[Natural language region descriptions]
=== Begin Enclosure ===
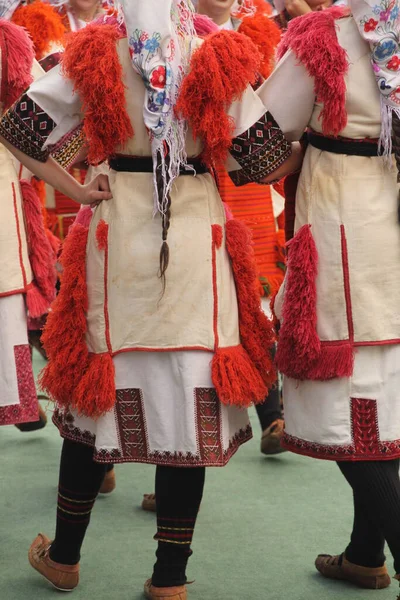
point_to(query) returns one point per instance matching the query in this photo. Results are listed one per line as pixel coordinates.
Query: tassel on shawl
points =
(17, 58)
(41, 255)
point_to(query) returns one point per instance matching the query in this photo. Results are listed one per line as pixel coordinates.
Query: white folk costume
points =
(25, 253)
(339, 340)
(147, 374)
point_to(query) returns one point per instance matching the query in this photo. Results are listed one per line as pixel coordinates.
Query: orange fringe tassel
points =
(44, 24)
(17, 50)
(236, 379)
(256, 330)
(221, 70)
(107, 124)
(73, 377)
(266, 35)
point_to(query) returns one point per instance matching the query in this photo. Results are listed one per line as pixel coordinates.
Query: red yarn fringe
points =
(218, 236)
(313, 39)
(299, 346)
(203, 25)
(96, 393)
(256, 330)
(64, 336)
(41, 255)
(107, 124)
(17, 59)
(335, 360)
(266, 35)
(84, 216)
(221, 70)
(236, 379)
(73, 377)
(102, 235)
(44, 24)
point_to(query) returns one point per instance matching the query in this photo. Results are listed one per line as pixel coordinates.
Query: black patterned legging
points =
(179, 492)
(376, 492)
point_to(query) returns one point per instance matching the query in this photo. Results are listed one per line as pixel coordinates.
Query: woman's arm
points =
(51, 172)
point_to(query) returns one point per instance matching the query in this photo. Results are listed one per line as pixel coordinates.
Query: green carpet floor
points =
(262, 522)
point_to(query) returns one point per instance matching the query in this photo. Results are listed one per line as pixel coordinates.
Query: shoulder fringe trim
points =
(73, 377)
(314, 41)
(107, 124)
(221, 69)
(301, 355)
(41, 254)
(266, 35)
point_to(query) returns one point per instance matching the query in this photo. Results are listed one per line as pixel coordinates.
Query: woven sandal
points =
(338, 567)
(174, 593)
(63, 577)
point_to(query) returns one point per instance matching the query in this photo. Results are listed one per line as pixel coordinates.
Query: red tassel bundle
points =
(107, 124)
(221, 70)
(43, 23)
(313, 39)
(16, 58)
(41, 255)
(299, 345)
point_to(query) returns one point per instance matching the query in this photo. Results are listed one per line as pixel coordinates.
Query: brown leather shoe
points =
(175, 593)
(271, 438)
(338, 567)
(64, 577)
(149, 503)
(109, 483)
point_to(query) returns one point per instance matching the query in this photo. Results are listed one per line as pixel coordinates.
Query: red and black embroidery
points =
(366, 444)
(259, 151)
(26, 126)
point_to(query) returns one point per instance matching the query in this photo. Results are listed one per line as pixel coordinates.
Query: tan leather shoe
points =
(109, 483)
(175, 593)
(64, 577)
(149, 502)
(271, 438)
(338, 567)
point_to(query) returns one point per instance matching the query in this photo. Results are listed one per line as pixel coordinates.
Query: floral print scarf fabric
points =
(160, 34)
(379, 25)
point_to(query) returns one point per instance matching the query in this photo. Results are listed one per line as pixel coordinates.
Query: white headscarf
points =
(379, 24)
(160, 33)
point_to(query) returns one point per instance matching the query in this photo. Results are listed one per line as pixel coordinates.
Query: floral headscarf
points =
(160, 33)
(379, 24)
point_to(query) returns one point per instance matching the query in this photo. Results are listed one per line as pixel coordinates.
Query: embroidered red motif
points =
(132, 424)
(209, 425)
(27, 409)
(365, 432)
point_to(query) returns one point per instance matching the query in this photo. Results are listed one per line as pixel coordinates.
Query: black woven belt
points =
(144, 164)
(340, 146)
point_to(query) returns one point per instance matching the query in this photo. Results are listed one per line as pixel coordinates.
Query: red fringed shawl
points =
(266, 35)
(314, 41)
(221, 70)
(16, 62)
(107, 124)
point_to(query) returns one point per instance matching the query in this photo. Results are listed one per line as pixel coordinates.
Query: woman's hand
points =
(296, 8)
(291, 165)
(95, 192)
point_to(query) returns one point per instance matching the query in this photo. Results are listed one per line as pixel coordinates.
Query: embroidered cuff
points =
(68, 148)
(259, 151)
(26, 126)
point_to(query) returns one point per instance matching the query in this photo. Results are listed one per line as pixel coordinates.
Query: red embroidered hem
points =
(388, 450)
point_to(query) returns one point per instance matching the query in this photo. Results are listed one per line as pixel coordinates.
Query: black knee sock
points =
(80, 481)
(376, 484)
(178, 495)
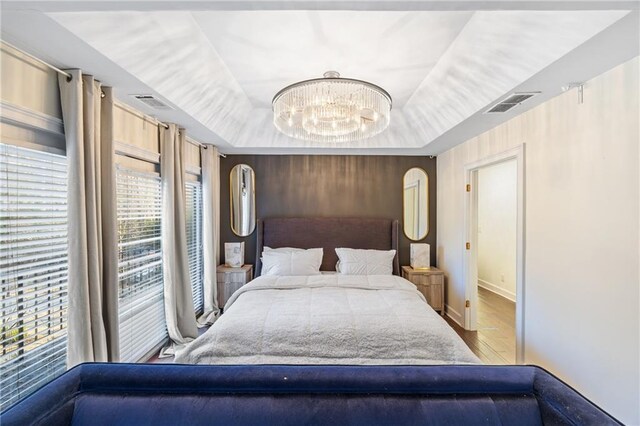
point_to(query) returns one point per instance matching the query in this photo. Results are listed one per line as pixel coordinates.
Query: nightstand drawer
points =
=== End Enclosure ===
Any pictures should be dropped; transcribe the rest of the records above exactly.

### [Answer to this task]
point_to(query) returns one point per instance matching the query in this photo. Results are listed one per line as pixel coordinates.
Query: tassel on shawl
points =
(17, 58)
(41, 255)
point_to(query) returns one point per instance matching the query in this photo. Results are listed one per line as pixel coordinates.
Query: white folk costume
points =
(25, 253)
(339, 340)
(147, 374)
point_to(query) returns one point per instance matching the query in this photo. Results are listed one per line as pixel coordinates.
Query: orange fringe tassel
points =
(44, 24)
(17, 50)
(236, 379)
(256, 330)
(221, 70)
(107, 124)
(73, 377)
(266, 35)
point_to(query) returns one point per instance matching the query in this photo. Results are listed one per line as pixel coordinates.
Query: red yarn fringe
points =
(218, 236)
(313, 39)
(299, 346)
(203, 25)
(96, 393)
(256, 330)
(64, 336)
(41, 255)
(107, 124)
(17, 59)
(335, 360)
(266, 35)
(84, 216)
(221, 70)
(236, 379)
(73, 377)
(102, 235)
(44, 24)
point_to(query) returns one point per instance matching the query in this photo. Results are listed one per line as pixel coordinates.
Query: black patterned legging
points =
(179, 492)
(376, 492)
point_to(query) returns one point per instance matching the query in this photo. Results are listed one per line as pixel coordinates.
Query: woman's arm
points =
(51, 172)
point_to(query) returns one point per instance matching the query in this photo. Results are listed one per line as pixel coordinates.
Query: green carpet floor
points =
(262, 522)
point_to(query) returns one point per instance matching the query in this photo. Results are listed one per line as pixel coordinates.
Query: shoulder fringe trim
points =
(73, 377)
(314, 41)
(107, 124)
(221, 69)
(301, 355)
(41, 254)
(266, 35)
point_to(query) returns one point per instance matching the query in this photo. Results are listed one per line as pixel coordinates.
Query: woven sandal
points =
(338, 567)
(174, 593)
(63, 577)
point_to(query) returns one point per instance matching the query in this photo. Results are listed one per line as pixel coordinates.
Query: red tassel bundle
points =
(107, 124)
(221, 70)
(43, 23)
(313, 39)
(16, 58)
(41, 255)
(299, 345)
point_to(query) returns one point per instance matching the query in this photo. Results are listed one per line as pixel coordinates.
Query: brown leather shoe
points =
(175, 593)
(271, 438)
(338, 567)
(64, 577)
(149, 503)
(109, 483)
point_to(query) returns one point per instance matching the query in this photo. Results are listed one per line as pixel coordinates.
Query: red and black embroidery
points =
(366, 444)
(259, 151)
(26, 126)
point_to(query) returns one point per instance matching the query in this photo. Results are listed one per line as pixel coordinates.
Query: tan leather shoe
points =
(109, 483)
(175, 593)
(64, 577)
(149, 502)
(271, 438)
(338, 567)
point_to(query) returns one point per instance matching the query in this photo. Results are listed one per line as pixel coordinates.
Query: floral print scarf fabric
points =
(160, 34)
(379, 25)
point_to(query) returns one point per instance matching the query in this photo. Results are listed one per line as pixel coordinates.
Query: white headscarf
points =
(379, 24)
(160, 33)
point_to(query) returns one point per instance matching the query in this photo. Results are listed one per line as pixel coordinates.
Query: floral headscarf
points =
(160, 33)
(379, 24)
point_to(query) returns one point per instance matching the query in this photo. Results are listed one per line as pixel coordinates.
Query: embroidered red motif
points =
(132, 424)
(209, 425)
(27, 409)
(365, 432)
point_to(query) returns one point per instance matching the query in this photo. Results are listed one per line as pixel coordinates.
Query: black woven belt
points =
(144, 164)
(340, 146)
point_to(query) returns one point per instance matching the query in this photo. Results are listed one per line as pixel coordinates.
Query: red fringed shawl
points =
(266, 35)
(314, 41)
(221, 70)
(16, 62)
(107, 124)
point_to(query) returns one point per instance matching the query in this photo. Results are listed one per line as pixel coordinates.
Query: woman's hand
points =
(296, 8)
(291, 165)
(95, 192)
point_to(query) returns one point per instance matching the query in this photo. Results are listed one per line as pixel coordinates.
Query: embroidered cuff
points =
(68, 148)
(259, 151)
(26, 126)
point_to(query) returns one point per instance matching the query in this photo. Results are listed one per line as pixel coordinates.
Query: red embroidered hem
points =
(388, 450)
point_to(query) returns one point per instance matching the query in this photo. Results are listed one per line as pixel coordinates.
Query: black knee sock
points =
(80, 481)
(376, 484)
(178, 495)
point_to(query) returns one point per instance matching the query in this photo. Results are listed one per line as pixel coordinates.
Query: nightstand drawer
points =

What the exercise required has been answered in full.